> **EXERCISE DETAILS**: Write out the lines from the line containing "Find — the overhead" through the final line of the listing below, exactly, omitting every other line.

#####

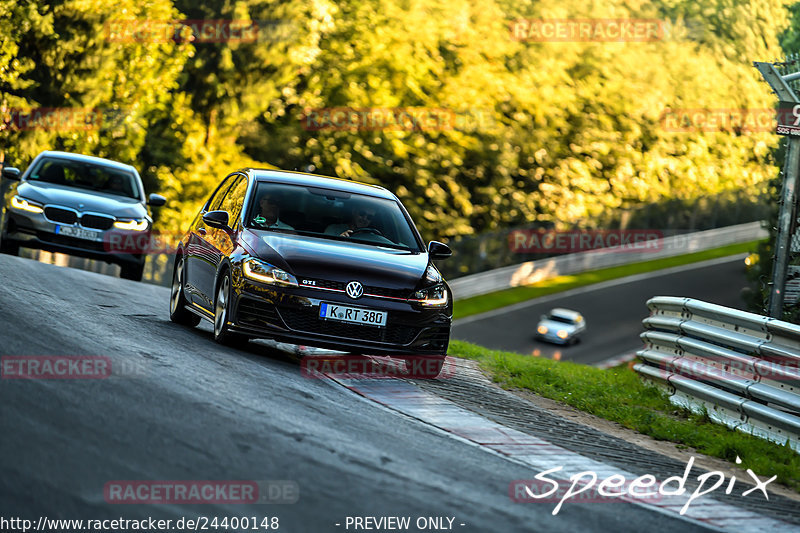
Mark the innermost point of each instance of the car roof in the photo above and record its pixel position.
(565, 313)
(86, 159)
(315, 180)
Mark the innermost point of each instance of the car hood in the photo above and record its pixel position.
(82, 200)
(552, 325)
(319, 258)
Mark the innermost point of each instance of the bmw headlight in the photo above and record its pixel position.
(18, 202)
(264, 272)
(132, 225)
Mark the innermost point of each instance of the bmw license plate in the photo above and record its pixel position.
(353, 315)
(78, 233)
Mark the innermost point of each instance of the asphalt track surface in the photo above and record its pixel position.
(193, 410)
(613, 311)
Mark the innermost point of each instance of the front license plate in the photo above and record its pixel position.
(354, 315)
(78, 233)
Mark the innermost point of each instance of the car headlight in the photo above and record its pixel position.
(432, 296)
(266, 273)
(132, 225)
(432, 275)
(18, 202)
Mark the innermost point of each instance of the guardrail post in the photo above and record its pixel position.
(783, 238)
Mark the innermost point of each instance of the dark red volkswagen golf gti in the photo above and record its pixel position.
(313, 260)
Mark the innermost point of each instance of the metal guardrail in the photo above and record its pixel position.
(741, 368)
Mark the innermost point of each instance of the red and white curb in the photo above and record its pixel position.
(405, 397)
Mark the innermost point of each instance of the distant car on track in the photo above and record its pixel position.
(313, 260)
(561, 326)
(73, 203)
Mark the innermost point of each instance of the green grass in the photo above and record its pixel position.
(496, 300)
(618, 395)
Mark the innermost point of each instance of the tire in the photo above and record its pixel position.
(132, 272)
(424, 367)
(177, 301)
(222, 304)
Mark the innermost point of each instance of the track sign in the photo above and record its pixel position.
(789, 118)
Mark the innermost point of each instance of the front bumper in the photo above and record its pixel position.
(35, 231)
(291, 315)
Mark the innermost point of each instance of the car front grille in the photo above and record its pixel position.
(97, 222)
(308, 321)
(82, 244)
(62, 216)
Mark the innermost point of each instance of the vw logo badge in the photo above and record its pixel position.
(354, 290)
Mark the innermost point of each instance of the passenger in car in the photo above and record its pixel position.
(360, 217)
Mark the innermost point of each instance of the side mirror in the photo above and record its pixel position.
(156, 200)
(438, 250)
(217, 219)
(11, 173)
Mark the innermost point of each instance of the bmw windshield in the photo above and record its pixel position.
(330, 214)
(85, 176)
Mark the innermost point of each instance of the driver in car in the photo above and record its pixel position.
(269, 214)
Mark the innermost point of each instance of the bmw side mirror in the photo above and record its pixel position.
(156, 200)
(216, 219)
(438, 250)
(11, 173)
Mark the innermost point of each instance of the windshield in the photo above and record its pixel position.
(330, 214)
(86, 176)
(563, 320)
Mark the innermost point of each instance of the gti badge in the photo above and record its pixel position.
(354, 290)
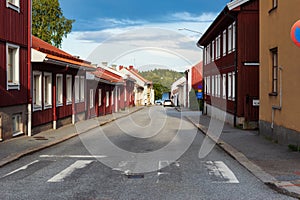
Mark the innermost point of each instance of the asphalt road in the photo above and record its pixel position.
(152, 154)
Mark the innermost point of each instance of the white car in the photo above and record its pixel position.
(168, 102)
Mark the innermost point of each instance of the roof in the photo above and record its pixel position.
(108, 76)
(45, 52)
(135, 73)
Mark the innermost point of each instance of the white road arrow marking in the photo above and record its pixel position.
(222, 171)
(21, 168)
(68, 171)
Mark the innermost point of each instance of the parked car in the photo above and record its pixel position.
(168, 102)
(158, 102)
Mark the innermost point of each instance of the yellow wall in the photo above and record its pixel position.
(275, 32)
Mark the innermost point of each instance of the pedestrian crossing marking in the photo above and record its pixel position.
(79, 164)
(21, 168)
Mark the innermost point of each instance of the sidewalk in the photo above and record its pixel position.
(15, 148)
(272, 163)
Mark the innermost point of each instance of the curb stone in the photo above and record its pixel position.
(284, 187)
(19, 155)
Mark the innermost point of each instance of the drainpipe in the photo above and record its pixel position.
(277, 107)
(29, 71)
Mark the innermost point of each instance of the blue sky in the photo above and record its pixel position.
(100, 22)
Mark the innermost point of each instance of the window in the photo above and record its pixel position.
(37, 90)
(218, 47)
(107, 99)
(59, 90)
(99, 97)
(213, 51)
(233, 86)
(16, 124)
(233, 36)
(213, 86)
(91, 98)
(82, 86)
(229, 85)
(12, 63)
(47, 90)
(229, 39)
(224, 43)
(69, 88)
(224, 86)
(13, 4)
(274, 56)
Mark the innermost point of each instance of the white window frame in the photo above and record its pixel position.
(69, 89)
(16, 124)
(59, 90)
(218, 47)
(82, 88)
(224, 42)
(233, 36)
(77, 89)
(37, 92)
(13, 4)
(224, 86)
(91, 98)
(47, 90)
(233, 86)
(229, 39)
(13, 84)
(99, 97)
(230, 85)
(107, 98)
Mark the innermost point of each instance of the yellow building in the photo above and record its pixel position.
(279, 71)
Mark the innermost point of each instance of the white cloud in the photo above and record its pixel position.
(129, 35)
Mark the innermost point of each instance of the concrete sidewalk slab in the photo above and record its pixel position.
(16, 148)
(272, 163)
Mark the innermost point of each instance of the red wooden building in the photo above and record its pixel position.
(58, 86)
(14, 67)
(231, 64)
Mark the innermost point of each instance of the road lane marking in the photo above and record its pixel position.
(21, 168)
(72, 156)
(79, 164)
(220, 170)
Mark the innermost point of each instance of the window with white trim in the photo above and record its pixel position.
(77, 89)
(13, 67)
(59, 90)
(233, 36)
(218, 47)
(224, 86)
(47, 90)
(82, 86)
(229, 85)
(233, 86)
(229, 39)
(99, 97)
(213, 51)
(13, 4)
(69, 89)
(224, 43)
(107, 99)
(213, 86)
(16, 124)
(91, 98)
(37, 90)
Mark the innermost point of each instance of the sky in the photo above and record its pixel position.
(141, 33)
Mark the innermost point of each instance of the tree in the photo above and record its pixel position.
(48, 22)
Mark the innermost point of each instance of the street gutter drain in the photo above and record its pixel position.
(135, 176)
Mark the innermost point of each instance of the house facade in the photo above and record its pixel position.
(231, 64)
(279, 71)
(58, 87)
(15, 41)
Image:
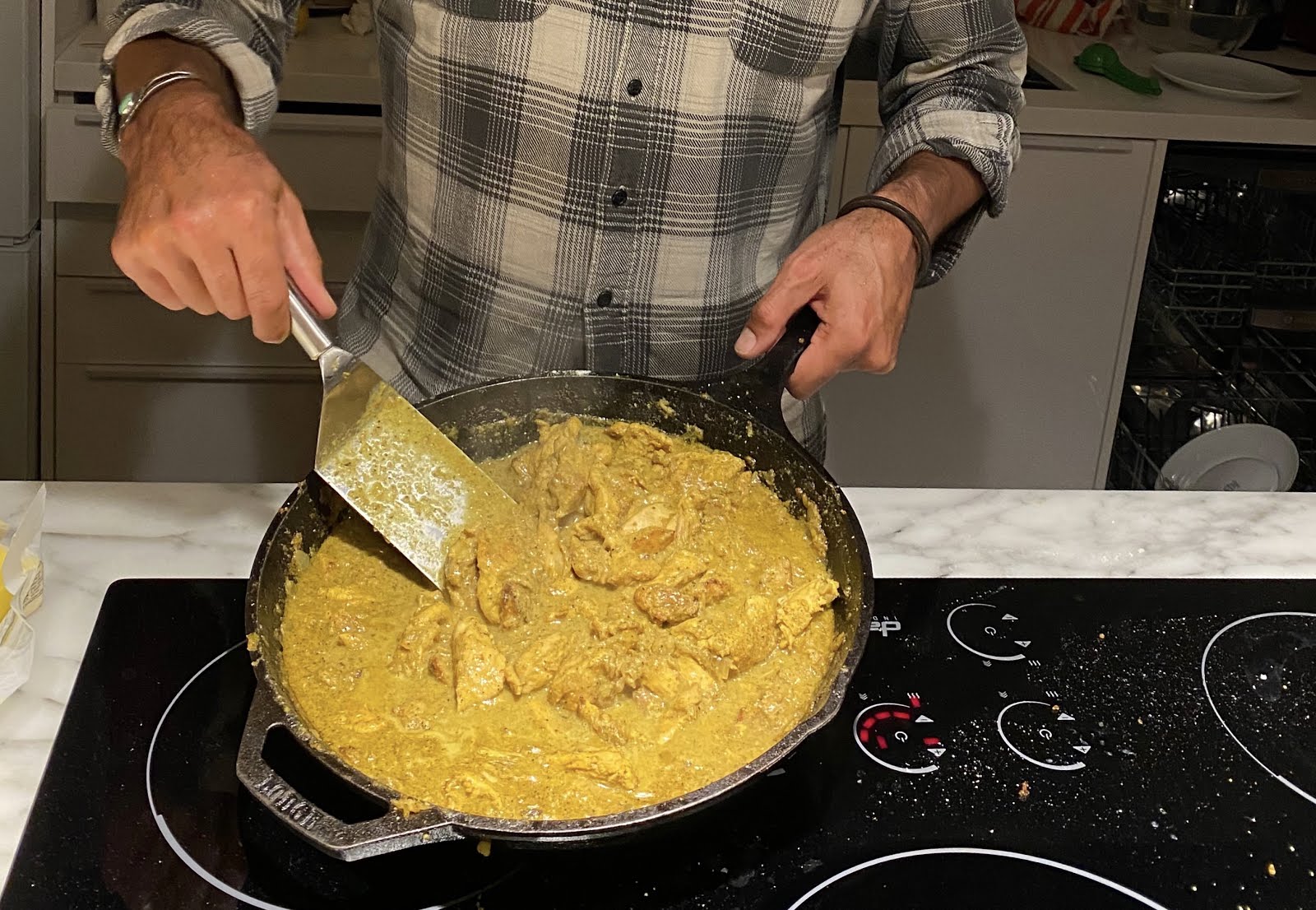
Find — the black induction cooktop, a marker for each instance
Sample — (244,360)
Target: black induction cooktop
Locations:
(1004,745)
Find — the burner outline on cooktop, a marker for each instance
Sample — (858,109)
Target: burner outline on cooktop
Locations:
(974,651)
(202,872)
(1215,710)
(1000,728)
(978,851)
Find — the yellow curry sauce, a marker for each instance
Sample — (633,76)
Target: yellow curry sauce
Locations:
(668,623)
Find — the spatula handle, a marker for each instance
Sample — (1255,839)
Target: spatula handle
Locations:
(307,328)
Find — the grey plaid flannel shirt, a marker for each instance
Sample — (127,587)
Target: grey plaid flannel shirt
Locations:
(612,184)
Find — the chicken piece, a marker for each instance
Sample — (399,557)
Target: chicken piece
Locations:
(813,526)
(614,622)
(557,471)
(778,577)
(365,722)
(537,664)
(473,793)
(744,640)
(414,715)
(461,572)
(796,609)
(671,598)
(702,469)
(587,554)
(441,668)
(681,682)
(668,605)
(420,634)
(480,668)
(596,676)
(503,597)
(605,725)
(642,438)
(552,557)
(605,767)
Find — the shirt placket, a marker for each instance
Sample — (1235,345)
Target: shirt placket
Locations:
(619,197)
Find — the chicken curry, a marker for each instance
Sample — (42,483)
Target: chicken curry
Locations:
(666,620)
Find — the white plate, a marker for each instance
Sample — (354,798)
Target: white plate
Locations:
(1243,457)
(1226,77)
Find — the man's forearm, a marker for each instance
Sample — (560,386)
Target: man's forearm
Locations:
(144,59)
(938,190)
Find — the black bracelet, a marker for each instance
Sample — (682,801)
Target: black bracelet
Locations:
(923,247)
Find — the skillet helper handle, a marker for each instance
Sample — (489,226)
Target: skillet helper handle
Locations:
(307,328)
(758,386)
(345,840)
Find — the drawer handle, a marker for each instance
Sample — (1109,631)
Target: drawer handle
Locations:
(1061,144)
(372,127)
(141,373)
(109,286)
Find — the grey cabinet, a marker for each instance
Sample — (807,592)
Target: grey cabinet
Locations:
(1008,368)
(328,160)
(19,276)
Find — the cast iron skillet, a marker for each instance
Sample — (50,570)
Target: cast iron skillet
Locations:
(740,414)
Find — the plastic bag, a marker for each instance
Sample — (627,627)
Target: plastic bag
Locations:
(1069,16)
(23,576)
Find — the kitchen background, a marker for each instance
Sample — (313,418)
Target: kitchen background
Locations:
(1153,278)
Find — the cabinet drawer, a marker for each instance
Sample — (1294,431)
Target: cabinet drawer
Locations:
(109,320)
(221,425)
(83,234)
(329,160)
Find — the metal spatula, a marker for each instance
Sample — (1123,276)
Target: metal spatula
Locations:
(392,464)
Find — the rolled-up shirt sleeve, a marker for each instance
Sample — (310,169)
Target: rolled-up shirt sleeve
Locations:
(952,83)
(248,36)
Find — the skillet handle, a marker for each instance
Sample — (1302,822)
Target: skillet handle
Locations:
(345,840)
(758,386)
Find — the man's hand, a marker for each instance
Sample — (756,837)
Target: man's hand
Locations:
(859,273)
(207,221)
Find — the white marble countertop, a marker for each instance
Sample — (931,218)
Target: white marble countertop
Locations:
(327,63)
(98,532)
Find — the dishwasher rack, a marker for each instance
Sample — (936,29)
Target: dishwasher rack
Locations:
(1227,320)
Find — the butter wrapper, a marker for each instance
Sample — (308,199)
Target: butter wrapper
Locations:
(23,576)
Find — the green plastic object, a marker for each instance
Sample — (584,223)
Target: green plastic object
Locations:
(1105,61)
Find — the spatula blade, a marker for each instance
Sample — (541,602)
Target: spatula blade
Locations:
(405,476)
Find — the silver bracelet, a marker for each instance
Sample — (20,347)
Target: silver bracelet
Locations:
(132,102)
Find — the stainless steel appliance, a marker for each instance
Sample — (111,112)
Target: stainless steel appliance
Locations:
(20,210)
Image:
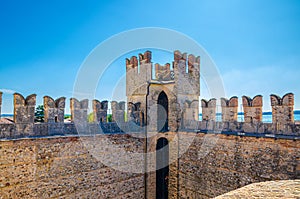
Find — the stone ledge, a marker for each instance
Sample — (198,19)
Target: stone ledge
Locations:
(270,189)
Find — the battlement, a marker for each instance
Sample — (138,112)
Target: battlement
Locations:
(163,72)
(23,124)
(186,63)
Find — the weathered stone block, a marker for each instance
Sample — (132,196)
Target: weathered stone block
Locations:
(229,109)
(54,110)
(252,109)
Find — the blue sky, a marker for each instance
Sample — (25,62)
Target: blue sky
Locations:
(255,44)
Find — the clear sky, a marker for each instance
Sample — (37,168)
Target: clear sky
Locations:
(254,43)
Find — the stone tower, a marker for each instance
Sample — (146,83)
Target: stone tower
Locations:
(163,98)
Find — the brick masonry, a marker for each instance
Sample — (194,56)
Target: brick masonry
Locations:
(63,168)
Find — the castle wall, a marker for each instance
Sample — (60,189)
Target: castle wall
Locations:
(64,168)
(216,164)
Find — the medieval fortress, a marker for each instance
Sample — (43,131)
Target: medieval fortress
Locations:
(48,160)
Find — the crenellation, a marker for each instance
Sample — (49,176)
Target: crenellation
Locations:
(229,109)
(24,114)
(253,109)
(134,113)
(118,111)
(100,111)
(282,111)
(79,111)
(0,103)
(54,110)
(24,108)
(209,109)
(193,64)
(163,72)
(146,57)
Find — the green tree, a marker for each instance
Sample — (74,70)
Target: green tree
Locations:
(39,114)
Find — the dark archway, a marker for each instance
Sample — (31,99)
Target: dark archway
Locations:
(162,112)
(162,168)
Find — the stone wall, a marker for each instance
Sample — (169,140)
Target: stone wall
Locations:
(216,164)
(66,167)
(63,167)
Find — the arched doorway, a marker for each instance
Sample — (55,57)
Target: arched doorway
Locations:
(162,112)
(162,168)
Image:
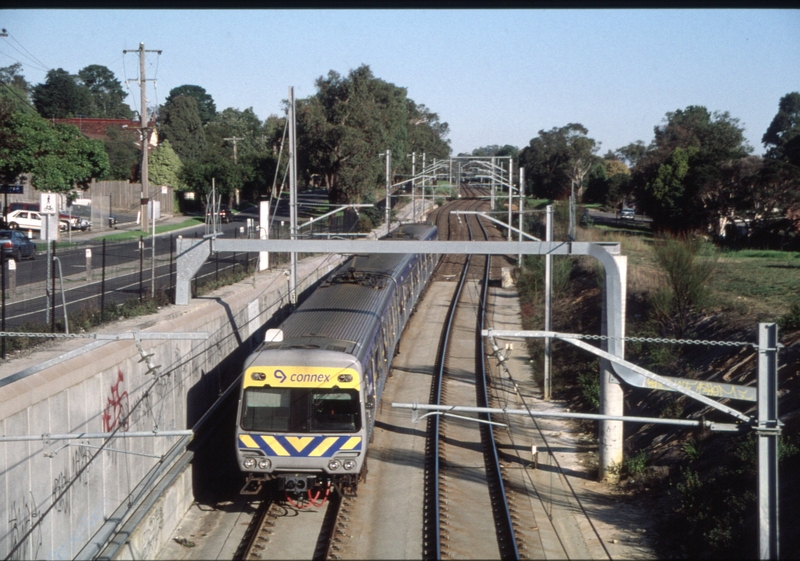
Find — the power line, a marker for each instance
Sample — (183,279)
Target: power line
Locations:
(41,66)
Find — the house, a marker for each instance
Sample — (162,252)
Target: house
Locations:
(97,128)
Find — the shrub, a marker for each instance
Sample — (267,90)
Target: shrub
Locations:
(791,320)
(590,389)
(685,289)
(635,464)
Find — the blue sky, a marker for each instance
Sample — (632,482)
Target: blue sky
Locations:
(495,76)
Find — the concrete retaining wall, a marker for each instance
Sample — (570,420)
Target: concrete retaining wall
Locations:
(107,389)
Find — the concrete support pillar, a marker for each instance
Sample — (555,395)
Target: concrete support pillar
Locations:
(263,233)
(611,437)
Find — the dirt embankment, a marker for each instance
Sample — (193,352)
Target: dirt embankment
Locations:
(698,487)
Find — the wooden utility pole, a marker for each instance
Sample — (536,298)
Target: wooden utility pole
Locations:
(234,139)
(145,131)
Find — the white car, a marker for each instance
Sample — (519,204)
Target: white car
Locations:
(29,220)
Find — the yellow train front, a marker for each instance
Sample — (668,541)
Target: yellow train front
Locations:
(310,391)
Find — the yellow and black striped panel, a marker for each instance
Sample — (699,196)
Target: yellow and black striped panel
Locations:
(301,377)
(299,446)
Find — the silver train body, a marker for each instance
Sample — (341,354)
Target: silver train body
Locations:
(308,397)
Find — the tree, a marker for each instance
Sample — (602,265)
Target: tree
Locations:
(342,128)
(62,96)
(124,157)
(425,133)
(632,153)
(181,125)
(58,157)
(206,108)
(782,138)
(609,182)
(556,158)
(11,166)
(164,166)
(14,87)
(677,180)
(108,96)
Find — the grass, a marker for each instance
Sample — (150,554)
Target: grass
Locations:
(136,234)
(757,285)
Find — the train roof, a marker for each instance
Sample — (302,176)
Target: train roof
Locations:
(347,308)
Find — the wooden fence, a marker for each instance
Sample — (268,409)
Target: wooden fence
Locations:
(124,195)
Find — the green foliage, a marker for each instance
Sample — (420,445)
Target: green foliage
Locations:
(107,93)
(693,449)
(164,166)
(14,89)
(556,158)
(590,389)
(182,126)
(685,289)
(58,157)
(635,464)
(791,320)
(632,153)
(124,158)
(680,181)
(343,127)
(782,138)
(206,108)
(497,150)
(62,96)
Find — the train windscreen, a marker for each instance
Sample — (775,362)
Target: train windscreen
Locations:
(300,410)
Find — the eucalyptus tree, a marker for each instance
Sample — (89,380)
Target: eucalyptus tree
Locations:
(62,96)
(557,159)
(14,87)
(206,108)
(679,181)
(344,127)
(57,157)
(108,95)
(180,123)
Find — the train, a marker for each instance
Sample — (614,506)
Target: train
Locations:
(310,391)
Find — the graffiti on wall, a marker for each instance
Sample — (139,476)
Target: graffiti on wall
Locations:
(22,516)
(117,406)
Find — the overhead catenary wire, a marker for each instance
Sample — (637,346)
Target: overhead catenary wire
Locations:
(188,358)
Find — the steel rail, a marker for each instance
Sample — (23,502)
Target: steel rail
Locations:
(504,527)
(431,538)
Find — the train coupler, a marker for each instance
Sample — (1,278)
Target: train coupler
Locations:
(253,484)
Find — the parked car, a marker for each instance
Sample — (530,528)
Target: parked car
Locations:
(73,221)
(17,245)
(224,213)
(30,220)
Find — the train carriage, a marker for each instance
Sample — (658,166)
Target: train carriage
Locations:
(309,393)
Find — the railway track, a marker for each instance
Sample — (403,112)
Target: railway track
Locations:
(469,496)
(464,486)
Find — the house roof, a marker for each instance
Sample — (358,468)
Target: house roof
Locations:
(97,128)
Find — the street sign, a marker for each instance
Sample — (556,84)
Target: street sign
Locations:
(49,203)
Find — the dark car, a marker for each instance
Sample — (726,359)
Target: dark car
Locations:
(17,245)
(63,217)
(224,213)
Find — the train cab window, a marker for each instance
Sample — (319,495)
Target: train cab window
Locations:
(335,410)
(266,409)
(300,410)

#####

> **THE RESPONSE**:
Find — the overhead catenary wire, a marker for each instance
Sample — (637,346)
Target: overhead catenary wire
Locations:
(188,358)
Find — the steel rail, a marker for each instance
Sample — (23,502)
Target: steel rail
Locations:
(504,527)
(431,538)
Find — the train coupler, a marker for each instance
Sample — (1,278)
Target: train coupler
Locations:
(253,484)
Find — the parked car, a marker for each instance
Sample — (530,528)
Target: parked car
Locations:
(73,221)
(17,245)
(224,213)
(30,220)
Find — the train carriage, a marker for each instance
Sample — (658,166)
Target: train carriage
Locations:
(309,393)
Find — the railway track, a marker for each instance
Sample — (403,112)
Target: railway track
Locations:
(469,496)
(464,486)
Find — the house roof, a marker for each instance
Sample — (358,468)
Target: house roof
Locations:
(97,128)
Find — the street sign, a marker for each instance
Sample — (556,84)
Target: street sign
Locations:
(49,203)
Find — the dark car, a marker for each instance
Sample — (726,359)
Target: dark car
Locations:
(17,245)
(63,217)
(224,213)
Find — the train cab window, a marker for each instance
Sample — (319,495)
Target: train cab window
Locations:
(335,410)
(266,409)
(300,410)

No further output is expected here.